== STATED PROBLEM ==
Return each line of the records that contains the word "hair", copied in full.
* Begin RECORDS SHOWN *
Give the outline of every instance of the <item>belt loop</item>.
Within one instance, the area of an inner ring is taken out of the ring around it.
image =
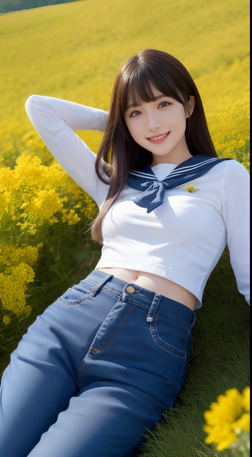
[[[146,320],[147,322],[152,322],[155,312],[158,306],[158,303],[160,301],[160,298],[162,296],[161,294],[158,293],[157,292],[156,292],[155,294],[155,297],[153,298],[152,306],[150,308],[150,311],[149,311],[148,315],[146,318]]]
[[[102,287],[103,285],[107,282],[108,280],[110,279],[110,278],[113,278],[113,275],[107,275],[99,284],[97,284],[97,285],[95,286],[95,287],[93,287],[93,289],[90,289],[90,290],[89,290],[87,293],[91,297],[94,297],[94,296],[97,293],[99,289]]]
[[[190,327],[189,327],[189,330],[190,331],[191,331],[191,330],[192,329],[193,327],[194,326],[194,322],[195,322],[195,321],[196,320],[196,313],[195,313],[194,311],[194,319],[193,319],[193,322],[192,322],[191,325],[190,325]]]

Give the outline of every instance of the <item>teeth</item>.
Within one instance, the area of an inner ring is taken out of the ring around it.
[[[167,135],[168,135],[168,133],[165,133],[165,135],[162,135],[161,137],[156,137],[155,138],[150,138],[149,139],[152,140],[160,140],[161,138],[163,138],[164,137],[166,137]]]

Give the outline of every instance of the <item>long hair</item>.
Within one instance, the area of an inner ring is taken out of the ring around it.
[[[92,224],[92,238],[101,244],[104,218],[124,187],[130,171],[152,161],[152,153],[133,139],[124,118],[129,95],[136,105],[155,101],[152,83],[163,94],[181,103],[188,112],[187,103],[190,95],[194,96],[194,110],[186,119],[185,135],[188,149],[192,155],[201,154],[217,157],[200,94],[179,60],[166,53],[152,49],[144,49],[128,59],[115,82],[107,125],[95,162],[98,177],[110,185],[101,211]],[[109,179],[106,179],[105,176]]]

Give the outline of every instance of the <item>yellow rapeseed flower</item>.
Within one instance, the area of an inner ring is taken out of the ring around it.
[[[194,184],[191,184],[190,186],[185,186],[185,188],[186,191],[188,191],[190,193],[194,194],[194,192],[197,192],[197,191],[200,191],[199,188],[197,189],[195,188]]]
[[[5,325],[8,325],[9,324],[10,324],[10,319],[7,314],[4,316],[3,318],[3,322],[4,323]]]
[[[49,219],[57,211],[60,211],[63,206],[59,194],[54,189],[50,189],[48,191],[39,191],[31,202],[29,209],[46,219]]]
[[[247,390],[243,393],[244,397],[237,389],[229,389],[225,395],[219,395],[217,402],[210,405],[210,410],[204,413],[206,424],[204,430],[208,435],[205,442],[214,443],[218,451],[230,447],[237,439],[236,430],[249,431],[249,414],[242,410],[244,401],[247,405]]]

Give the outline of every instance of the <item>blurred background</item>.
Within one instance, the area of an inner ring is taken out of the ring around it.
[[[84,278],[100,252],[89,232],[96,204],[33,129],[24,107],[29,96],[107,111],[126,59],[146,48],[166,51],[194,79],[218,155],[249,170],[247,0],[80,0],[35,8],[48,4],[0,0],[2,371],[37,315]],[[77,133],[97,152],[102,133]],[[249,384],[249,312],[226,249],[197,312],[180,399],[148,435],[145,457],[218,455],[204,442],[203,412],[226,389]]]

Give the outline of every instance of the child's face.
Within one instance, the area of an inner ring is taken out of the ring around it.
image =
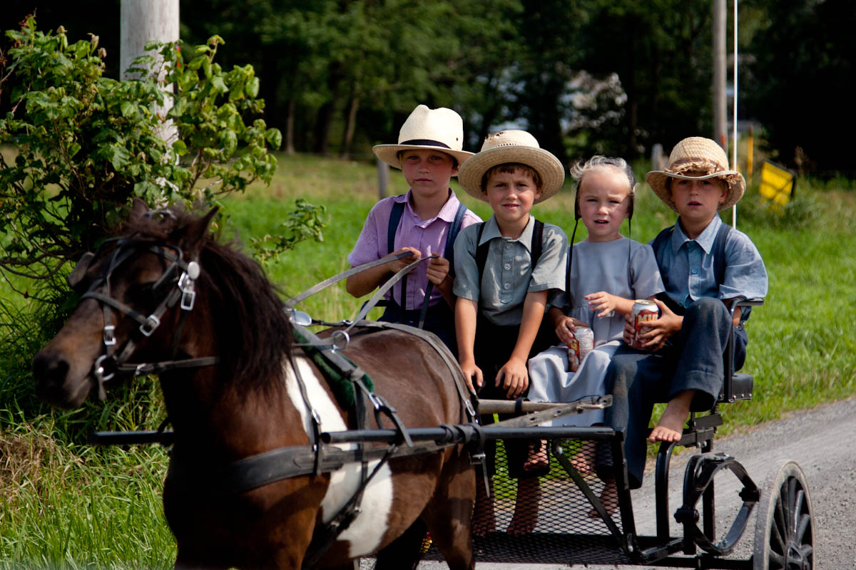
[[[514,169],[490,175],[484,191],[488,203],[496,214],[500,229],[503,226],[525,226],[529,221],[532,203],[541,197],[541,190],[529,174]]]
[[[696,224],[706,224],[713,220],[728,193],[722,180],[710,178],[704,180],[675,178],[670,189],[672,201],[681,218]]]
[[[419,197],[449,191],[449,179],[458,173],[455,159],[438,150],[404,150],[401,158],[404,179]]]
[[[618,168],[593,170],[580,181],[580,214],[590,242],[621,237],[621,222],[630,205],[630,181]]]

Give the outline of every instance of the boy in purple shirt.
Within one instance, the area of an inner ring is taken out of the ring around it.
[[[473,156],[461,150],[463,133],[463,121],[452,109],[419,105],[401,126],[397,144],[377,144],[372,149],[379,159],[401,169],[410,191],[375,204],[348,261],[355,267],[392,252],[407,250],[413,255],[352,275],[345,282],[348,293],[363,297],[409,263],[436,254],[437,257],[416,266],[387,293],[388,304],[380,320],[417,326],[431,282],[433,291],[425,328],[437,334],[453,353],[457,347],[449,257],[457,232],[481,221],[449,186],[449,179]]]

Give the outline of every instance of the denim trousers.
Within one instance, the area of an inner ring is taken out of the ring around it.
[[[659,350],[637,350],[622,344],[613,356],[606,375],[607,389],[613,395],[606,422],[625,433],[631,489],[642,484],[654,404],[694,390],[691,410],[710,409],[722,389],[723,355],[732,330],[734,370],[740,370],[746,360],[746,330],[734,327],[725,304],[713,297],[702,297],[687,308],[681,331]]]

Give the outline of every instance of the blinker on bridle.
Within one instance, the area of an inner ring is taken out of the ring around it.
[[[133,336],[128,339],[125,345],[118,351],[118,356],[116,356],[117,352],[117,340],[116,337],[116,325],[113,324],[112,310],[116,310],[140,323],[138,328],[140,334],[142,337],[150,337],[160,326],[163,314],[180,301],[179,306],[181,309],[181,315],[177,330],[173,333],[173,353],[175,354],[176,350],[175,344],[178,341],[181,326],[184,324],[184,319],[187,317],[187,313],[193,310],[195,304],[195,283],[196,279],[199,277],[201,269],[197,261],[186,261],[183,259],[181,249],[178,246],[133,244],[127,238],[113,238],[102,244],[95,253],[87,251],[83,255],[80,261],[74,267],[74,269],[68,275],[68,285],[72,289],[80,292],[79,290],[86,272],[92,262],[98,258],[98,254],[102,247],[111,241],[115,241],[116,244],[106,272],[80,295],[81,301],[84,299],[95,299],[98,301],[104,311],[104,325],[102,337],[104,345],[104,354],[98,356],[95,361],[92,371],[92,374],[98,385],[98,397],[100,399],[105,397],[104,382],[115,378],[116,373],[132,373],[133,376],[140,376],[157,373],[172,368],[196,367],[216,364],[218,361],[216,356],[155,363],[128,363],[127,361],[133,355],[136,348],[137,340],[139,340],[139,338],[135,339]],[[110,278],[113,272],[130,258],[131,256],[141,251],[153,253],[169,262],[169,266],[163,271],[158,280],[152,285],[152,291],[158,292],[163,291],[165,291],[165,295],[158,303],[155,309],[148,315],[142,314],[134,310],[128,304],[114,298],[110,294]],[[181,271],[179,272],[178,270]],[[174,285],[175,286],[164,286],[169,285]]]

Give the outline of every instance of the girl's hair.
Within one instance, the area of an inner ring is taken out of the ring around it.
[[[579,186],[586,173],[604,167],[615,167],[624,173],[627,177],[627,183],[630,185],[630,192],[633,193],[633,188],[636,187],[636,176],[633,174],[633,169],[623,158],[595,155],[586,162],[580,161],[571,167],[571,177],[577,181]]]
[[[580,218],[580,191],[583,184],[583,177],[593,170],[600,170],[607,167],[618,168],[627,177],[627,184],[630,187],[630,191],[627,193],[627,197],[630,198],[627,212],[630,217],[633,217],[633,195],[636,189],[636,175],[633,174],[633,169],[623,158],[595,155],[585,162],[580,161],[571,167],[571,177],[577,181],[577,196],[574,201],[574,214],[578,219]]]
[[[503,162],[502,164],[497,164],[495,167],[488,168],[487,172],[482,174],[481,188],[483,192],[487,191],[487,181],[490,179],[490,177],[494,174],[499,173],[505,173],[507,174],[514,174],[514,172],[520,170],[524,174],[526,174],[532,179],[535,184],[535,187],[540,189],[543,185],[541,182],[541,175],[538,173],[538,171],[532,168],[528,164],[522,164],[520,162]]]

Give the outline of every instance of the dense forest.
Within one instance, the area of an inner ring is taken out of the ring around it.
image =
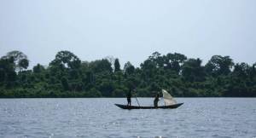
[[[29,66],[27,55],[11,51],[0,59],[0,98],[153,97],[161,89],[175,97],[255,97],[255,64],[234,63],[213,55],[205,65],[199,58],[154,52],[140,67],[118,58],[81,61],[60,51],[48,66]]]

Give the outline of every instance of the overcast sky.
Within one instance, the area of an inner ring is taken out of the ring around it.
[[[256,62],[256,0],[1,0],[0,57],[19,50],[29,69],[68,50],[82,61],[139,67],[154,52]]]

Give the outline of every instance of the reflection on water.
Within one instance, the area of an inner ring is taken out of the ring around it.
[[[1,99],[0,137],[256,137],[255,98],[176,100],[184,104],[124,110],[113,104],[125,98]]]

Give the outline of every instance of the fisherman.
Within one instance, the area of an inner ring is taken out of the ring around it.
[[[128,106],[131,106],[131,87],[129,88],[129,91],[127,93],[127,101],[128,101]]]
[[[156,96],[154,100],[154,106],[157,107],[158,106],[158,101],[159,101],[159,93],[156,94]]]

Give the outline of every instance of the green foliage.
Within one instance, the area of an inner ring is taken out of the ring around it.
[[[81,62],[73,53],[60,51],[48,67],[38,64],[21,70],[28,66],[27,57],[15,54],[21,53],[0,59],[0,98],[125,97],[129,87],[140,97],[154,97],[162,89],[175,97],[256,96],[255,64],[235,65],[229,56],[213,55],[202,66],[199,58],[154,52],[140,67],[127,61],[121,70],[119,59]]]

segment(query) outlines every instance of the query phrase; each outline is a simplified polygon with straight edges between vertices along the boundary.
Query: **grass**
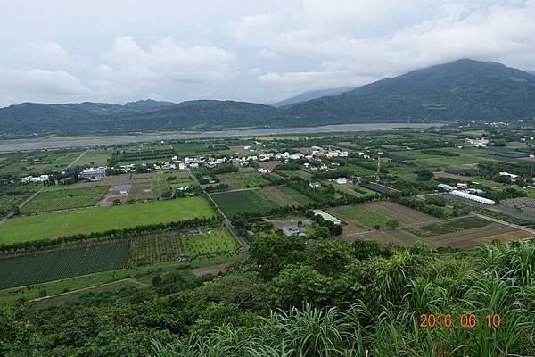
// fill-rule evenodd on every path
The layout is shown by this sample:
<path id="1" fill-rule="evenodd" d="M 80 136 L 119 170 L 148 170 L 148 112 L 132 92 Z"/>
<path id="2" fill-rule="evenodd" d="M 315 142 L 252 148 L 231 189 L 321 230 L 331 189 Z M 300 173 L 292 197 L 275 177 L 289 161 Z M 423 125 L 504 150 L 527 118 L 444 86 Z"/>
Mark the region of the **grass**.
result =
<path id="1" fill-rule="evenodd" d="M 185 234 L 182 237 L 184 253 L 186 256 L 207 255 L 235 252 L 238 243 L 224 227 L 202 228 L 198 235 Z"/>
<path id="2" fill-rule="evenodd" d="M 108 186 L 84 188 L 45 188 L 21 209 L 22 213 L 37 213 L 94 206 L 108 191 Z"/>
<path id="3" fill-rule="evenodd" d="M 368 228 L 374 228 L 378 225 L 381 228 L 386 228 L 386 223 L 389 220 L 392 220 L 391 217 L 378 212 L 370 210 L 365 206 L 352 206 L 336 210 L 334 215 L 339 214 L 342 220 L 350 219 L 357 220 L 358 222 L 366 226 Z"/>
<path id="4" fill-rule="evenodd" d="M 17 217 L 0 225 L 0 245 L 210 217 L 213 214 L 214 210 L 206 198 L 185 197 Z"/>
<path id="5" fill-rule="evenodd" d="M 181 249 L 181 235 L 179 232 L 169 232 L 158 236 L 147 236 L 132 239 L 128 267 L 151 265 L 171 261 Z"/>
<path id="6" fill-rule="evenodd" d="M 265 213 L 277 205 L 259 190 L 224 192 L 211 195 L 227 218 L 236 213 Z"/>
<path id="7" fill-rule="evenodd" d="M 0 291 L 0 303 L 15 301 L 17 299 L 36 299 L 39 297 L 39 292 L 43 290 L 46 292 L 46 295 L 52 296 L 66 291 L 96 286 L 102 284 L 121 280 L 126 278 L 134 278 L 136 280 L 144 284 L 150 284 L 152 278 L 155 274 L 160 274 L 177 269 L 185 270 L 225 262 L 242 262 L 246 260 L 248 256 L 248 253 L 240 253 L 233 255 L 196 257 L 183 262 L 167 262 L 142 268 L 102 271 L 83 277 L 70 278 L 60 281 L 38 284 L 31 286 L 6 289 Z"/>
<path id="8" fill-rule="evenodd" d="M 0 259 L 0 289 L 59 280 L 126 267 L 128 243 L 46 252 Z"/>
<path id="9" fill-rule="evenodd" d="M 465 229 L 473 229 L 480 227 L 485 227 L 490 223 L 490 221 L 478 217 L 465 217 L 458 220 L 449 220 L 444 223 L 430 224 L 429 226 L 409 229 L 409 231 L 418 237 L 426 238 Z"/>
<path id="10" fill-rule="evenodd" d="M 293 198 L 301 205 L 316 203 L 316 201 L 309 198 L 309 196 L 304 195 L 296 189 L 290 187 L 289 186 L 282 186 L 280 187 L 277 187 L 277 189 L 283 192 L 284 194 L 289 195 L 290 197 Z"/>

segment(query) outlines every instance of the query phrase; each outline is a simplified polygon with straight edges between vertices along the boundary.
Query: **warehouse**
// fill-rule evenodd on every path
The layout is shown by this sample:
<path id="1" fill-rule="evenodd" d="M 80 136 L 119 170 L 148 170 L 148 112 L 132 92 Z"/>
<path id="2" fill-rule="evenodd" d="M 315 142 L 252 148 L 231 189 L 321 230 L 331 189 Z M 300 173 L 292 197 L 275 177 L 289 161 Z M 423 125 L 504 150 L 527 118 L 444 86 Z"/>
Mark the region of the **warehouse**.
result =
* End RECORDS SHOWN *
== WRITTEN RESPONSE ==
Give the outline of every instance of the <item>long hair</item>.
Give the outline of every instance of the girl's hair.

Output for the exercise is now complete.